LISTED RECORDS:

*****

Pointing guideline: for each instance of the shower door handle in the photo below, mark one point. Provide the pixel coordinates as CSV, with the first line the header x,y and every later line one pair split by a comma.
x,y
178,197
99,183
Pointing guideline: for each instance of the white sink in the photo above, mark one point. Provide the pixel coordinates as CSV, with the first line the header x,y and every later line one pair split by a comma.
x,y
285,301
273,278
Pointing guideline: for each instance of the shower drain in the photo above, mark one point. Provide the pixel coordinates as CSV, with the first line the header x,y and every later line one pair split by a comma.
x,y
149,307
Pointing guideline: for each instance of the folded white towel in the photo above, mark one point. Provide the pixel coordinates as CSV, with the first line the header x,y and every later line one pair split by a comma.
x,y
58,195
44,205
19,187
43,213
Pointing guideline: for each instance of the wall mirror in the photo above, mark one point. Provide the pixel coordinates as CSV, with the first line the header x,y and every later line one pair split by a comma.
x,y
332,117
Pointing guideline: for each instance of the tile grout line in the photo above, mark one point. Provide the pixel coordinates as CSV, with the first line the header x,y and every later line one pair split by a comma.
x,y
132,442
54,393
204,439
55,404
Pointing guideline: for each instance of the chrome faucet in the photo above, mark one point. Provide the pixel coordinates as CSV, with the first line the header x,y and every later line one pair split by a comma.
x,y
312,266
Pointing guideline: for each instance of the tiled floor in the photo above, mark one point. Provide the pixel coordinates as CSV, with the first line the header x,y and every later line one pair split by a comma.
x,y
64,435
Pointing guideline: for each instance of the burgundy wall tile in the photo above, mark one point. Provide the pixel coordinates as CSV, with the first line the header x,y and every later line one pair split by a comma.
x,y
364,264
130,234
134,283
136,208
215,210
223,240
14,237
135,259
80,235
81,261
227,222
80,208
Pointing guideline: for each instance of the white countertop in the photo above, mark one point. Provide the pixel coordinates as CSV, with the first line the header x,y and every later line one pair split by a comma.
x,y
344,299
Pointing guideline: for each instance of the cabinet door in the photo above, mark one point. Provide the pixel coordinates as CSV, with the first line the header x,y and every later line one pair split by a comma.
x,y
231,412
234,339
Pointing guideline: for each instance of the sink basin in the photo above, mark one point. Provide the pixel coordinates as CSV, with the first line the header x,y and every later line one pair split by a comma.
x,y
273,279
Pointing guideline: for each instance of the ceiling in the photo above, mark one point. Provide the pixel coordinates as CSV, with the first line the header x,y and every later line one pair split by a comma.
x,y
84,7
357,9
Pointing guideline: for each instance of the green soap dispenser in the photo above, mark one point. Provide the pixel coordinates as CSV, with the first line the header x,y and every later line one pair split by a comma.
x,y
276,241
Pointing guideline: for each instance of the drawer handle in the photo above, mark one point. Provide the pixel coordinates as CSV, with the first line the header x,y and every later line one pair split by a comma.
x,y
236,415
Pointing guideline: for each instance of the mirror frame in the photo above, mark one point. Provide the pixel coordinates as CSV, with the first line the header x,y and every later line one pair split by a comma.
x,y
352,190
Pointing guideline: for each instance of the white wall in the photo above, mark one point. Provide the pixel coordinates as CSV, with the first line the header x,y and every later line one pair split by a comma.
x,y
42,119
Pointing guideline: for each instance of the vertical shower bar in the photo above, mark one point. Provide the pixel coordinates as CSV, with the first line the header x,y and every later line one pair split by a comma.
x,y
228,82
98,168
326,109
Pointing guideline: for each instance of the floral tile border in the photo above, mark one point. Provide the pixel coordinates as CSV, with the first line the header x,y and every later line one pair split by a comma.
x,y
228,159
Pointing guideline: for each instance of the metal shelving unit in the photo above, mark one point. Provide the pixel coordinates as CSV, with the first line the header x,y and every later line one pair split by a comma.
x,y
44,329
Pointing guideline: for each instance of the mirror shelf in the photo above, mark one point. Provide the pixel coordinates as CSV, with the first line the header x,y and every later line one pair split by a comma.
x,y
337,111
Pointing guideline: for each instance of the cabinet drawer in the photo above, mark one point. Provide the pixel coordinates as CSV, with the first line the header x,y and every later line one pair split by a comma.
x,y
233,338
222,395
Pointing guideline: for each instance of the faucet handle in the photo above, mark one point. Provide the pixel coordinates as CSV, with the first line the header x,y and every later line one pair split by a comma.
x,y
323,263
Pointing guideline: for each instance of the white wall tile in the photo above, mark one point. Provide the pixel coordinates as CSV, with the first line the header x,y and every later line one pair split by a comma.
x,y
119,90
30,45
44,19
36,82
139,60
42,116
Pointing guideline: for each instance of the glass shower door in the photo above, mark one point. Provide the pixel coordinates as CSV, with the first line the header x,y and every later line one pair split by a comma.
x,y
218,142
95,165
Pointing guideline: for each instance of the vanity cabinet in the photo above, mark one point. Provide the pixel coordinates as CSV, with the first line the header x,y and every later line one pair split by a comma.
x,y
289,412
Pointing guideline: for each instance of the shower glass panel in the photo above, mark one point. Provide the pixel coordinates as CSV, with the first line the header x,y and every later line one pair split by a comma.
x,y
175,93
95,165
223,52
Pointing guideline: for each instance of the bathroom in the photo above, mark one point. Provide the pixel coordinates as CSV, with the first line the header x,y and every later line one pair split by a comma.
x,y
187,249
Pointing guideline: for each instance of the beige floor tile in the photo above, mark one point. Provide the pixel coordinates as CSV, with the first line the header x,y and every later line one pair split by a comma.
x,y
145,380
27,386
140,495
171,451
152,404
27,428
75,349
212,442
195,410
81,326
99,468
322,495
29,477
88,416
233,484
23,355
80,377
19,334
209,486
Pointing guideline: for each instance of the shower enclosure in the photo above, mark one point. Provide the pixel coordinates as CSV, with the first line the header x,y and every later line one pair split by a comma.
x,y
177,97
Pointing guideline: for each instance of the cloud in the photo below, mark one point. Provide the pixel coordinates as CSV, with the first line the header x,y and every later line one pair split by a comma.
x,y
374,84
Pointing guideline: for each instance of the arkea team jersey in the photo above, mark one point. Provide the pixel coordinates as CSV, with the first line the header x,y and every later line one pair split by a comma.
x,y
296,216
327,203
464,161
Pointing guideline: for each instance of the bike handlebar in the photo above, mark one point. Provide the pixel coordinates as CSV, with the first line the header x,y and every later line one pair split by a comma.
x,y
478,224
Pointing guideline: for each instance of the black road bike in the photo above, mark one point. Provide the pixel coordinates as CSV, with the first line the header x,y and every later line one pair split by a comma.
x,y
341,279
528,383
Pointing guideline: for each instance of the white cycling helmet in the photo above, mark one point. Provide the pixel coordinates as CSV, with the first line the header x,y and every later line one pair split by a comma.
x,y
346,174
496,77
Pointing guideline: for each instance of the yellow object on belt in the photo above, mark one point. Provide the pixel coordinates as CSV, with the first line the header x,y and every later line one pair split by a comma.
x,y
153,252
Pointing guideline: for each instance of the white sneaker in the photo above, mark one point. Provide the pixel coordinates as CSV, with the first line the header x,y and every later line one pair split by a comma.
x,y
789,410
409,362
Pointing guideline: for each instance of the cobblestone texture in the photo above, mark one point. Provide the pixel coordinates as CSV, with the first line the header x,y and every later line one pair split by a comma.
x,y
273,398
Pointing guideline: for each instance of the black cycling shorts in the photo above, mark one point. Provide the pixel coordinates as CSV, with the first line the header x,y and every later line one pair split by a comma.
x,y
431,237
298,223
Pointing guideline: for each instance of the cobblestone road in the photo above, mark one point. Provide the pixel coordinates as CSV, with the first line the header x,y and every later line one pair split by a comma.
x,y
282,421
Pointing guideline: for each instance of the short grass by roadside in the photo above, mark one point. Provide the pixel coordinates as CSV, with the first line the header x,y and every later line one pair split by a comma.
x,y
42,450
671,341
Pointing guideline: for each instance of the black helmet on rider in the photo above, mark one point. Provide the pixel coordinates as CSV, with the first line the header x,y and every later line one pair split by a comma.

*****

PROBLEM DESCRIPTION:
All of the data must be written out again, exactly as it stands.

OUTPUT OF THE TASK:
Pointing guideline: for each instance of the shower door handle in the photo below, mark one point. Provide the pixel coordinates as CSV, with the first line the header x,y and every later line one pair split by a comma.
x,y
178,197
99,183
Pointing guideline: for each instance of the white sink in the photo above, mark one point. Provide the pixel coordinates as CSV, with the first line the header x,y and every later line one pair split by a comma.
x,y
285,301
273,278
Pointing guideline: for each instance of the shower drain in the photo above, mark one point. Provide the pixel coordinates as CSV, with the first line the header x,y and every later line one pair split by a comma.
x,y
149,307
Pointing guideline: for each instance of the folded white towel in the photo above, mark one point. Provide the pixel coordinates as CSV, with the first line the header x,y and every later line one pair split by a comma.
x,y
58,195
44,205
19,187
43,213
Pointing guideline: for each instance of the wall mirror in the photo above, mark one point. Provide the pixel coordinates as CSV, with the first line the header x,y and every later line one pair split by a comma.
x,y
332,117
Pointing guideline: for each instance of the tile grout line in the photo above, mark one point. Provide the pixel coordinates as CSV, with the first line the header x,y and every later line one pair split by a comma.
x,y
132,442
54,393
204,439
55,404
Pointing guideline: for each instance of the chrome faucet in the photo above, mark one point. Provide the pixel coordinates as CSV, with the first line the header x,y and every later line one pair split by a comma.
x,y
312,266
Pointing guideline: for each instance of the tiled floor in the photo above, mark one point. Provide the pixel coordinates as CSV, with the first line the header x,y and every later line one pair split by a comma.
x,y
64,435
Pointing guideline: for each instance of the burgundy wall tile in the photo above, mark one point. Provide the pixel coordinates as CSV, with the first line the header x,y and every later line one pair split by a comma.
x,y
364,264
130,234
134,283
136,208
215,210
223,240
14,237
135,259
80,235
81,261
227,222
80,208
Pointing guideline: for each instance of the white countertop in the photo above, mark one point. Provide the pixel coordinates as CSV, with the first line the header x,y and every later line one pair split by a comma.
x,y
344,299
Pointing guideline: for each instance of the cabinet door in the photo above, mark one point. Provide the pixel coordinates as CSV, with the first line the header x,y and every later line one pair split by a comma.
x,y
231,412
234,339
Pointing guideline: for each instance of the sink basin in the photo above, mark one point. Provide the pixel coordinates as CSV, with the first line the header x,y and every later line one pair split by a comma.
x,y
273,279
Pointing guideline: for each instance of the ceiling in the photo above, mark one point. Provide the pixel coordinates as CSV, with the first line the header x,y and every later line one pair split by a comma.
x,y
84,7
357,9
Pointing guideline: for each instance of the green soap dispenser in the photo above, mark one point. Provide the pixel coordinates as CSV, with the first line the header x,y and every later line one pair split by a comma.
x,y
276,241
Pointing guideline: for each instance of the drawer handle in the photo above, mark one point. Provide the pixel coordinates as CSV, with the first line the header x,y and every later line one pair split by a comma.
x,y
236,415
Pointing guideline: for each instance of the mirror frame in the photo above, mark one point. Provide the pixel coordinates as CSV, with the first line the header x,y and every later line one pair split by a comma.
x,y
352,190
Pointing guideline: for each instance of the white wall in the photo above, mark one point. Provide the pixel coordinates as CSV, with the first line the header x,y and every later line one pair split by a comma.
x,y
42,119
Pointing guideline: for each instance of the vertical shower bar in the photo above, mark one point. Provide the pixel coordinates as CSV, with the first line the header x,y and every later line one pair split by a comma.
x,y
228,82
98,168
326,109
Pointing guideline: for each instance of the floral tile border in the photo above, mark one point. Provide the pixel coordinates as CSV, with the first line the header x,y and every later line one pair split by a comma.
x,y
228,159
Pointing guideline: for each instance of the metal shelving unit in the photo above, mark one point. Provide the pixel coordinates as CSV, with the first line the header x,y and every later line one pair split by a comma.
x,y
44,329
Pointing guideline: for each instance of the mirror shelf in the photo above, mark one point. Provide the pixel coordinates as CSV, with the first line the header x,y and every later line one pair split by a comma.
x,y
337,111
Pointing guideline: for each instance of the cabinet drawer in the photo above, mark one point. Provide the pixel coordinates as CSV, with the first line the header x,y and every later line one pair split by a comma.
x,y
233,338
222,395
Pointing guideline: for each instance of the faucet handle in the photo above, mark one point. Provide the pixel coordinates as CSV, with the first line the header x,y and every later line one pair split by a comma.
x,y
323,263
Pointing guideline: for each instance of the white wall tile in the photo above, mark one point. Provide the pixel coordinates as CSV, with the first line the header x,y and every later line one pair split by a comma.
x,y
119,90
30,45
44,19
36,82
139,60
42,116
Pointing guideline: for each instance of the glass shower door in the photo above, mark one point. Provide the pixel coordinates as CSV, with the first line the header x,y and every later line one pair split by a comma.
x,y
218,142
95,165
Pointing guideline: for each instance of the vanity cabinet in the photo above, mark one point. Provide the pixel coordinates as CSV, with the first line the header x,y and every later line one pair split by a comma.
x,y
289,412
Pointing guideline: for each instance of the shower glass panel in the photo above, mark one point. Provide the pixel coordinates as CSV, with the first line the header x,y and every later line one pair split by a comma.
x,y
175,93
95,165
223,52
Pointing guideline: for each instance of the bathroom in the photo above, mark one point. Provide the pixel coordinates as CSV, with the first line the header x,y and every later line one pair split by a comma.
x,y
187,249
Pointing guideline: for each instance of the beige floor tile in the photo above, mark one point. Provide the pixel coordinates as CSV, with the first line the header x,y and every later line one pair split by a comma.
x,y
145,380
27,386
140,495
171,451
152,404
27,428
75,349
212,442
195,410
81,326
99,468
322,495
29,477
88,416
233,484
23,355
80,377
19,334
209,486
Pointing guideline: for each instance of the shower enclosure in the photo above, mark one point. Provide the pixel coordinates as CSV, with the first line the header x,y and every later line one pair split by a comma.
x,y
177,97
Pointing guideline: for each instance of the cloud in the photo below, mark one point. Provide the pixel coordinates as CSV, with the first line the header x,y and every later line one pair split by a comma.
x,y
374,84
Pointing guideline: for each instance of the arkea team jersey in the photo above, mark one point. Provide the pixel coordinates as CSV, with the first line the header x,y and every later line one pair split by a comma.
x,y
296,216
327,203
464,161
Pointing guideline: for each instance of the bike handlebar in the photo above, mark one point. Provide the pixel coordinates as CSV, with the first line the header x,y and every later line one pair split by a comma.
x,y
478,224
Pointing guideline: for each instance of the black road bike in the photo above, mark one point. Provide the pixel coordinates as CSV, with the first line the header x,y and every later line one pair split by a comma.
x,y
341,279
528,383
Pointing guideline: for each instance of the white cycling helmet in the photo above, mark one point. Provide the pixel coordinates as CSV, with the first line the header x,y and every later line one pair split by a comma.
x,y
346,174
496,77
Pointing guideline: for each instance of the yellow object on belt in the photo above, mark one point. Provide the pixel coordinates as CSV, with the first line the header x,y and every later line one pair split by a comma.
x,y
153,252
Pointing guideline: for each instance of the white sneaker in the photo above, mark one point. Provide the pixel coordinates as CSV, with the first line the header x,y and every later line one pair split by a comma.
x,y
789,410
409,362
Pointing guideline: for each instance of the cobblestone texture in the photo above, mark one point. Provide the pixel coordinates as CSV, with the first line the header x,y and every later line one pair split by a comma.
x,y
273,398
Pointing guideline: for each instance of the black cycling shorts in the photo above, mark one point. Provide the pixel coordinates as CSV, with the first line the header x,y and every later line one pair split by a comma.
x,y
431,237
298,223
Pointing guideline: for each instance of the cobblestone road in the photo above, mark one point. Provide the pixel coordinates as CSV, with the first line the header x,y and every later line one pair split by a comma.
x,y
282,421
Pointing guideline: for each instance of the short grass by roadside in the photo above, mark one point. Provide the pixel coordinates as CSV, with the first line the header x,y and every later line one pair split by a comma.
x,y
42,450
671,341
Pointing guideline: for each instance of the black helmet on rider in the photo above, mark one point. Provide the pixel coordinates as CSV, with the first line the header x,y and every later line one pair split by a comma.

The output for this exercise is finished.